##### Given text

This is a rather long entry, which starts in one place and ends in another, so hold off on the flames until you read the whole thing.
Noam Chomsky replies to Christopher Hitchens’ op-eds on The Nation’s web site from the past couple of weeks. Hitchens called Chomsky out for comparing the WTC attack to Clinton’s cruise missile attack on Sudan. Chomsky’s line of argument is that factoring in the secondary effects of the attack on the Sudanese (due to the shortage of antibiotics and other pharmaceuticals), the casualties are, in terms of proportion of population, as bad or worse than ours.
He doesn’t provide numbers on the secondary Sudanese casualties, but quotes several mainstream sources reporting that the loss of the plant will hurt Sudan. It’s also true that the US blocked an UN investigation of the incident, so we don’t have reliable way to count the second order casualties of that attack.
I think Chomsky’s abstracted himself away from the outrage. To him, the attacks were just another exchange of fire in a long-running war.
Hitchens thinks the attacks were not a reprisal for any particular thing we’ve done in the Middle-East, but an attack on us for who we are: a homogenous crowd of unbelievers listening to rock’n'roll, playing Halflife, and having a generaly okay time.
I was having trouble wrapping my head around the idea that someone would murder people wholesale because they don’t like our lifestyle, and then remembered the militant elements of the Christian Right. They hate us for nearly the same reasons as the militant Muslims, and they are terrorists as well. They kill doctors and bomb womens’ clinics, Olympic Games, gay, and lesbian bars.
The number of people murdered by the militant wing of the Christian Right is tiny, compared to what was done at the WTC and the Pentagon, however, it does stand as a demonstration that a hatred born out of a kind of religious belief which divides people into the righteous and the heathen can drive a person to murder.
Update:
A reader wrote asking why I didn’t account for the role of the Catholic and Lutheran churches during the Holocaust, or lynchings by the KKK. To clarify, I was thinking of deaths in the past quarter century or so, attributable by individuals and groups associated with the millitant wing of the Christian Right.
I don’t know the history of the Catholic and Lutheran churches in Germany during the rule by Hitler and the Nazi party. But some historians say that they were a direct party to the crime. I think the book by Daniel Jonah Goldhagen, Hitler’s Willing Executioners, might talk about that question.

##########
##### Excerpted records

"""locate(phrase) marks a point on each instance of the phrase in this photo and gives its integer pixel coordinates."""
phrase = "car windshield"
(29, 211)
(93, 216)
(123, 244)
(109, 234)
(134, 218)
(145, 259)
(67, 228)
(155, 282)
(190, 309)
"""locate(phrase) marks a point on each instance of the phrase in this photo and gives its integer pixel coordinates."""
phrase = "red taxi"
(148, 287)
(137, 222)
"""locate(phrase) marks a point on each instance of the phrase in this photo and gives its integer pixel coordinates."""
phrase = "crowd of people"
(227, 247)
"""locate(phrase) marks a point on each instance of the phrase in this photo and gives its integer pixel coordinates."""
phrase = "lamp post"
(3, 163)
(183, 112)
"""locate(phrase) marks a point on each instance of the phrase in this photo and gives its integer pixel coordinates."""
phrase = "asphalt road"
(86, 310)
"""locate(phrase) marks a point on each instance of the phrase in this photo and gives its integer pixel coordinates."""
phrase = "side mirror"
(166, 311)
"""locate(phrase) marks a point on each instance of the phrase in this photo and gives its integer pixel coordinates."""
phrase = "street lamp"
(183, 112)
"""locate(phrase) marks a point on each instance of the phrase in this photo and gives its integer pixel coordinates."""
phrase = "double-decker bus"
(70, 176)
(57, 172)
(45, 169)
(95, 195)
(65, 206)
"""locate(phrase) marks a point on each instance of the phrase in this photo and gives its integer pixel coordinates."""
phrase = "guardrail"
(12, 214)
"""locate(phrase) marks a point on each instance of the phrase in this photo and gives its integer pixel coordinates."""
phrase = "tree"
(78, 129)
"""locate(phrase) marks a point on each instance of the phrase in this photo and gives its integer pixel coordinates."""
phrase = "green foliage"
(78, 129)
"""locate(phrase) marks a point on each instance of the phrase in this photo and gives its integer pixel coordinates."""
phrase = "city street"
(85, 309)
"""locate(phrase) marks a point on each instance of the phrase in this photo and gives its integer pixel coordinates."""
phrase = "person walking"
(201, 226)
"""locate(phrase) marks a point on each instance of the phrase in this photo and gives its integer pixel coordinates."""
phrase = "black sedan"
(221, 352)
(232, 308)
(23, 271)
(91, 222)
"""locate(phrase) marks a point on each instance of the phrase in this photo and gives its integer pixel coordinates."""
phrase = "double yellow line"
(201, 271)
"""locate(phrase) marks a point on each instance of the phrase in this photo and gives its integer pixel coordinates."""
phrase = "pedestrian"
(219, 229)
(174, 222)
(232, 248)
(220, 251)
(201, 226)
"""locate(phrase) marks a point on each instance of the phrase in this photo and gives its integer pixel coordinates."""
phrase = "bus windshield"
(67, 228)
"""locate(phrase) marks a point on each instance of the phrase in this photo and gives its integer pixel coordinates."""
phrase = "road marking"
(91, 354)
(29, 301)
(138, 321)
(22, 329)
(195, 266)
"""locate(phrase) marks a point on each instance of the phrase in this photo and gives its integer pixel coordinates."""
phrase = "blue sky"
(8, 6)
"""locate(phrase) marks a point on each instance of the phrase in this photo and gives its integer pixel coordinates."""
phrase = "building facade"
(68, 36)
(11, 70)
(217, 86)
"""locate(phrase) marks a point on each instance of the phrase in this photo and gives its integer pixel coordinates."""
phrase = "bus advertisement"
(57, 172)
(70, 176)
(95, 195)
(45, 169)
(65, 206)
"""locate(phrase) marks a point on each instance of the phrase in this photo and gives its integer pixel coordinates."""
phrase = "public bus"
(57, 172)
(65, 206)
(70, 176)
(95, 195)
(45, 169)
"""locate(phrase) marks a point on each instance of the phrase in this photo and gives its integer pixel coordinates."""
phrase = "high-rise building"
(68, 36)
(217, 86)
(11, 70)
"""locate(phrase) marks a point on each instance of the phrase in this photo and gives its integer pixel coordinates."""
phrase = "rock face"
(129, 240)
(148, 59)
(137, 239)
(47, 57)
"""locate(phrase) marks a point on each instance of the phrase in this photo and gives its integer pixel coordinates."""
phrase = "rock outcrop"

##########

What to do
**a)** In the blog entry about Chomsky and Hitchens, what did Hitchens criticize Chomsky for?
**b)** Translate this sentence from the blog entry about Chomsky and Hitchens into Spanish: "I think Chomsky’s abstracted himself away from the outrage."
The records have nothing to do with the text.

Answers for this exercise
**a)** Comparing the WTC attack to Clinton's cruise missile attack on Sudan.

**b)** Creo que Chomsky se ha abstraído de la indignación.